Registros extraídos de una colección

▬▬▬▬▬▬▬▬▬▬

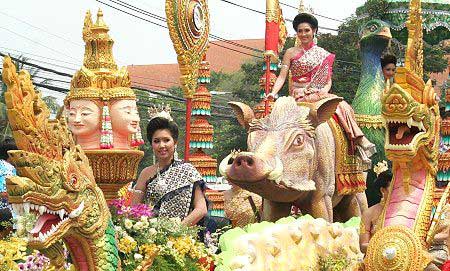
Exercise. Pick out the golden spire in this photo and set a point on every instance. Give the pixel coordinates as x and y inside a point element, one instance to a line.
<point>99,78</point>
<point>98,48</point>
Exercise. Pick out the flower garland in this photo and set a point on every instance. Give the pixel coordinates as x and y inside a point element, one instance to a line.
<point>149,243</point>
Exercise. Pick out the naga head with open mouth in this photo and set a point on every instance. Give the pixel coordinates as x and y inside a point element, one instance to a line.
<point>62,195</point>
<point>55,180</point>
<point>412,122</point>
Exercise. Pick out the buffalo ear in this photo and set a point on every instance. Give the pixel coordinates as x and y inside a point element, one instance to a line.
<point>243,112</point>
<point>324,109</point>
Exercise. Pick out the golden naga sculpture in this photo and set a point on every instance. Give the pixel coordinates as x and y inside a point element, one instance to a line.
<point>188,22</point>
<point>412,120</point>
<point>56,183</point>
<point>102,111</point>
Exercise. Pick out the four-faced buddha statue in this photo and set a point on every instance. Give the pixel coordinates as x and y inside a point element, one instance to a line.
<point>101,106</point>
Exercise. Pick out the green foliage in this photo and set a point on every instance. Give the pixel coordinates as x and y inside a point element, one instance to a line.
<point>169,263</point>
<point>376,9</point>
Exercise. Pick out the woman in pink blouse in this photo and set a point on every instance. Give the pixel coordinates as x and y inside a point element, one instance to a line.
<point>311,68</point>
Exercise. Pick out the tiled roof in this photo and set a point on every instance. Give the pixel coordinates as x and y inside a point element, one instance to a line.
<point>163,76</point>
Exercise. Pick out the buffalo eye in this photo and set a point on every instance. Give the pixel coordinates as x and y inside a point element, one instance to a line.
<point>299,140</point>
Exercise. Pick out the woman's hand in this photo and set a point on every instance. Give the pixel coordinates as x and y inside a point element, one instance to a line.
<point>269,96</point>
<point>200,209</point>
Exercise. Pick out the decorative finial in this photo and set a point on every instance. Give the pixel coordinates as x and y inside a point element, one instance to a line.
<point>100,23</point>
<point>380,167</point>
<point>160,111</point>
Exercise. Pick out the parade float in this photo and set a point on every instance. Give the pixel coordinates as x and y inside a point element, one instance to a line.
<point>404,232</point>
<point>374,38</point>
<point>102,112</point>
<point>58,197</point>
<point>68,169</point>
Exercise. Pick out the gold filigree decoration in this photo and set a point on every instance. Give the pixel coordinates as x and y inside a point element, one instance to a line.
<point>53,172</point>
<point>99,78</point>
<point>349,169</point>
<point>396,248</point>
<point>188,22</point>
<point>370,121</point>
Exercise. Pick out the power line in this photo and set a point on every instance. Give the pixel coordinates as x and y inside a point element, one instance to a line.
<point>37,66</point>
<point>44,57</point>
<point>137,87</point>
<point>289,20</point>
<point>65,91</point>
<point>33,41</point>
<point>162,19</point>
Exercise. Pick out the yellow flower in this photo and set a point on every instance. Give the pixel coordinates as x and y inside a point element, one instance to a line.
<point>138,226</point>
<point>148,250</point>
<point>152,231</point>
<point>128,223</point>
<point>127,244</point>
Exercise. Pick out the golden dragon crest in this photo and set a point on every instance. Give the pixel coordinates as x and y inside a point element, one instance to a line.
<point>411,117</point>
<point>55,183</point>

▬▬▬▬▬▬▬▬▬▬

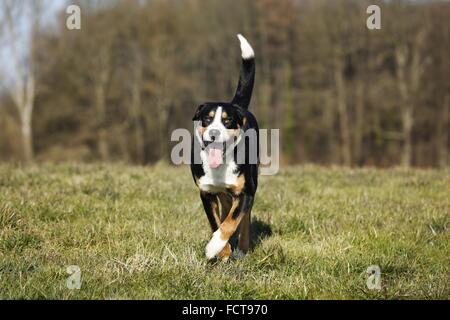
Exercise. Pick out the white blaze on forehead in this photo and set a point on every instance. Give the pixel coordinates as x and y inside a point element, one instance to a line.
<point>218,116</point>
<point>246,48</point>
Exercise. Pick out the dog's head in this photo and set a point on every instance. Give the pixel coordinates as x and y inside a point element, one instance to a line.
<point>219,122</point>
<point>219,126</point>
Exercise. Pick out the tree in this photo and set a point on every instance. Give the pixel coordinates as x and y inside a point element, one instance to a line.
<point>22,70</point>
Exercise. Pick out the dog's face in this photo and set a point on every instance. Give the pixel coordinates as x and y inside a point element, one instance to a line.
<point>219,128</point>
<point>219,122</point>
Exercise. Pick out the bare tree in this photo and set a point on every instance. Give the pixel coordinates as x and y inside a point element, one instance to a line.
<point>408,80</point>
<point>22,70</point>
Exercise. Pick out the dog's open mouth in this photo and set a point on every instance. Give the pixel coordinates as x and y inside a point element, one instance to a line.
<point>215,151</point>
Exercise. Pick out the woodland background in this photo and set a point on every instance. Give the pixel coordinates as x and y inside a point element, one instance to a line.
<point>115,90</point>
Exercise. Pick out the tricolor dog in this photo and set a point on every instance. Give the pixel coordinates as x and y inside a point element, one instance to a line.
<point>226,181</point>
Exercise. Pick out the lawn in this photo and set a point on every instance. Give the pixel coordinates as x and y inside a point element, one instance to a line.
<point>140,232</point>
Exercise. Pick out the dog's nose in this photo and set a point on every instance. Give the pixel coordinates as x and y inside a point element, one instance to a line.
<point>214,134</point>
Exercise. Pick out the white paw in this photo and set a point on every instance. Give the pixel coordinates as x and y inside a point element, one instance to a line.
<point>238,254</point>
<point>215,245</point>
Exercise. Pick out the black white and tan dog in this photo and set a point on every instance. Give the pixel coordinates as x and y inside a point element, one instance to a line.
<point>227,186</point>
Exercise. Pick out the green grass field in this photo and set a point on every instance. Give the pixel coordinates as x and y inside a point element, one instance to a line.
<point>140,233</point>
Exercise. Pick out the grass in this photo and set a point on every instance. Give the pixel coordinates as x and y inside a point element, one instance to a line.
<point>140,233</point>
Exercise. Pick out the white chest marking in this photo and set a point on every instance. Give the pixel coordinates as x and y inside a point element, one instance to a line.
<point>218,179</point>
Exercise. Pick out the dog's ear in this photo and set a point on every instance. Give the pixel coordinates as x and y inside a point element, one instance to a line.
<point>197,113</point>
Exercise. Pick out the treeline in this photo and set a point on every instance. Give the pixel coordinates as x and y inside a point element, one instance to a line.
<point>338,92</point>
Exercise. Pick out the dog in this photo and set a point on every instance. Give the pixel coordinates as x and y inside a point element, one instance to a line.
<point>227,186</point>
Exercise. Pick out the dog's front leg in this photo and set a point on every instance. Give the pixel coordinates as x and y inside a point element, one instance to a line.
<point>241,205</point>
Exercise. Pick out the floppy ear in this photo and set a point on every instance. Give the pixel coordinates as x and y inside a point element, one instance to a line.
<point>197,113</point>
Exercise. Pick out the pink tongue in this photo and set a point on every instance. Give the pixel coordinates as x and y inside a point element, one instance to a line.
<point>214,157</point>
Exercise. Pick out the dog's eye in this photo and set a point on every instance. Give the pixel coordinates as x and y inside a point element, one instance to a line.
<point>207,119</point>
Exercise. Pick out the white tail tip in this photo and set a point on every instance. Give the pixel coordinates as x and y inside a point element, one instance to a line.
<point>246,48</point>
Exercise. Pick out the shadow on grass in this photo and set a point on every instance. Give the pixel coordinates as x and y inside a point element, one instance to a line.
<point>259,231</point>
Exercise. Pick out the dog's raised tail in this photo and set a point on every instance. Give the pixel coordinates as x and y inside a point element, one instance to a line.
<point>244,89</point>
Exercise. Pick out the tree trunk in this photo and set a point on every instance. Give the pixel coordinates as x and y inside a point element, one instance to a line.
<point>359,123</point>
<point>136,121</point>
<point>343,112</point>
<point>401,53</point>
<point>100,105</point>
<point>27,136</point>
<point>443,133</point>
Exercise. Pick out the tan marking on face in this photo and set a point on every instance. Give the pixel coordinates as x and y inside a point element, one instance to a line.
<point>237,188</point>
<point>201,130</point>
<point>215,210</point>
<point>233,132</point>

▬▬▬▬▬▬▬▬▬▬

• _OBJETIVO DE LA TAREA_
Ordena en una lista numerada las líneas de los registros de arriba que van desde la que contiene "Exercise. Pick out the decorative" hasta la que contiene "<point>370,121</point>", ambas incluidas, sin las líneas en blanco.

• _RESPUESTA DEL EJERCICIO_
1. Exercise. Pick out the decorative finial in this photo and set a point on every instance. Give the pixel coordinates as x and y inside a point element, one instance to a line.
2. <point>100,23</point>
3. <point>380,167</point>
4. <point>160,111</point>
5. Exercise. Pick out the parade float in this photo and set a point on every instance. Give the pixel coordinates as x and y inside a point element, one instance to a line.
6. <point>404,232</point>
7. <point>374,38</point>
8. <point>102,112</point>
9. <point>58,197</point>
10. <point>68,169</point>
11. Exercise. Pick out the gold filigree decoration in this photo and set a point on every instance. Give the pixel coordinates as x and y inside a point element, one instance to a line.
12. <point>53,172</point>
13. <point>99,78</point>
14. <point>349,169</point>
15. <point>396,248</point>
16. <point>188,22</point>
17. <point>370,121</point>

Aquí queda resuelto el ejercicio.